**Problem details:** Reproduce the line that contains "16L376 6L365 4L362" and every line after it through the end of the records, exactly, with nothing added.
>>>>
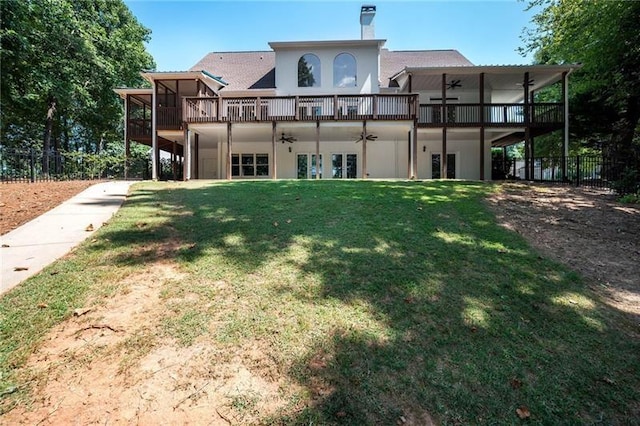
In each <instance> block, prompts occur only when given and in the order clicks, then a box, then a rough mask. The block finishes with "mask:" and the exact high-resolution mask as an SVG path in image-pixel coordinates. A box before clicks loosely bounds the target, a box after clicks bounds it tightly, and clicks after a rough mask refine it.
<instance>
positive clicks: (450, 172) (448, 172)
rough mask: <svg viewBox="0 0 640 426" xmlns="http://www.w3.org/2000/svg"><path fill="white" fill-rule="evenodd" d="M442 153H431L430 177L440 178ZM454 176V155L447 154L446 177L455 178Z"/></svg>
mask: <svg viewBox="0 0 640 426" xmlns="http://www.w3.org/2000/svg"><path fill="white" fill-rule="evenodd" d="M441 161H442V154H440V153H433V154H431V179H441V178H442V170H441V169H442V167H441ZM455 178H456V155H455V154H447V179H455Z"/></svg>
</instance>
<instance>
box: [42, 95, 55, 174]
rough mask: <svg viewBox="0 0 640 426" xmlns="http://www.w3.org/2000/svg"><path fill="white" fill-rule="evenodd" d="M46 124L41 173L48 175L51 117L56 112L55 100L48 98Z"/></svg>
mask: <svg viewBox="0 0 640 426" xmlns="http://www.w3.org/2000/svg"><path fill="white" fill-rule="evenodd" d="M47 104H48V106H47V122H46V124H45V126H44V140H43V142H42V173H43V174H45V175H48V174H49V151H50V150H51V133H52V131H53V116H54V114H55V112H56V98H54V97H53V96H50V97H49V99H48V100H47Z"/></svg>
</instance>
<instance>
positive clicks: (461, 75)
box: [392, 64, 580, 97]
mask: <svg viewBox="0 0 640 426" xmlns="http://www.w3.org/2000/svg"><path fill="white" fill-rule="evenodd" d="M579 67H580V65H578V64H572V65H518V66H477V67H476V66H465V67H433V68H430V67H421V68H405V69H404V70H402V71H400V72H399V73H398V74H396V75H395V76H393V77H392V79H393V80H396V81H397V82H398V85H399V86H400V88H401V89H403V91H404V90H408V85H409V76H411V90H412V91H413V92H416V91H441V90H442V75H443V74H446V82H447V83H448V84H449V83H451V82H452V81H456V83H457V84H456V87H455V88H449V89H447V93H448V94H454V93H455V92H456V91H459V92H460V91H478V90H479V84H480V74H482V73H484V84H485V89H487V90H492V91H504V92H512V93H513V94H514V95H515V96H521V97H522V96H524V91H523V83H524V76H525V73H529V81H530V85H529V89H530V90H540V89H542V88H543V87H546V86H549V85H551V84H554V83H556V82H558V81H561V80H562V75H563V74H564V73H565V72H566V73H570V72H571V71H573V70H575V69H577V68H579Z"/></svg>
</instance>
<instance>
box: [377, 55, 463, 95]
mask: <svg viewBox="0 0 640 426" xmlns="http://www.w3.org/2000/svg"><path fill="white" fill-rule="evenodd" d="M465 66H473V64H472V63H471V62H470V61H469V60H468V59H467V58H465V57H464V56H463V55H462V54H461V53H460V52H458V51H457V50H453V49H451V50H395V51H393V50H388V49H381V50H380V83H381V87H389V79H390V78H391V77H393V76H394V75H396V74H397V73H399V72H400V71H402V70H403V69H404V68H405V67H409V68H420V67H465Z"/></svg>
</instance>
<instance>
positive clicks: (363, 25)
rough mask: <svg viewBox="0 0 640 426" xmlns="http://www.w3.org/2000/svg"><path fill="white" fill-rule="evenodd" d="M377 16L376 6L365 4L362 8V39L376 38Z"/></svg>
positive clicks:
<<<<
**Solution for this task:**
rough mask: <svg viewBox="0 0 640 426" xmlns="http://www.w3.org/2000/svg"><path fill="white" fill-rule="evenodd" d="M377 16L376 6L365 4L362 8V39L376 38Z"/></svg>
positive clicks:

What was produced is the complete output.